** begin Selected text **

The upper headers 826, lower headers 828, and other components are
protected from spillage and stray light energy by heat shields that extend around
the perimeter of the central receiver assembly 800. An upper heat shield 840 is
located above the central tube panels 820, and a lower heat shield 842 is located
below the central tube panels 820. The exposed side of the heat shields can be
painted white to reduce operating temperatures. The back side of the heat shields
is typically not insulated to reduce operating temperatures. A gap may also be
present between the heat shields 840, 842 and the central tube panels 820 to
allow natural air flow for additional cooling.

** end Selected text **

** Task set **
(a) In the passage on the receiver heat shields, where is the lower heat shield 842 located?
(b) Using the passage on the receiver heat shields, explain why a gap may be left between the heat shields and the central tube panels.
(c) Write a continuation of the passage on the receiver heat shields, starting from where it stops.

** begin Data lines **

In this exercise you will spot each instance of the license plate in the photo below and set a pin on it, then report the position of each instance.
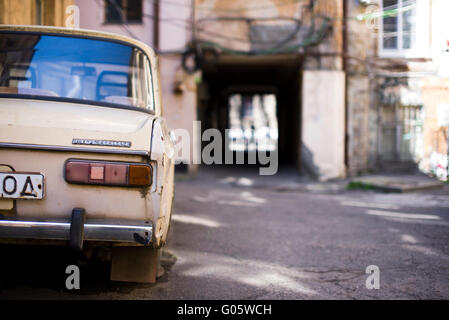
(16, 185)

** end Data lines **

** Outputs for the tasks **
(a) Below the central tube panels 820.

(b) The gap allows natural air flow between the heat shields 840, 842 and the central tube panels 820, which provides additional cooling.

(c)
An explanation of the fluid flow may be helpful in explaining the
connections between the various components. The central receiver assembly 800
is designed for natural circulation and does not require a circulating pump, though
one may be provided. Feedwater enters the vertical separator 802 near mid height
of the receiver 800. This relatively cool water flows downwards through a
downcomer pipe (not shown) at the bottom of the vertical separator. Supply pipes
850 carry the water from the downcomer pipe to the lower headers of the
evaporator panels 822. The solar energy/heat from the heliostats is absorbed by
the water flowing upward though the tubes in the evaporator panels 822, which is
lower in density than the water leaving the vertical separator 802, resulting in a
natural pumping action. The water-steam mixture exits the headers at the top of
the evaporator panels 822. Risers 852 carry the water-steam mixture to the
vertical separator 802, which separates the mixture into water and dry saturated
steam. The water removed flows downward in the vertical separator 802 for
recirculation.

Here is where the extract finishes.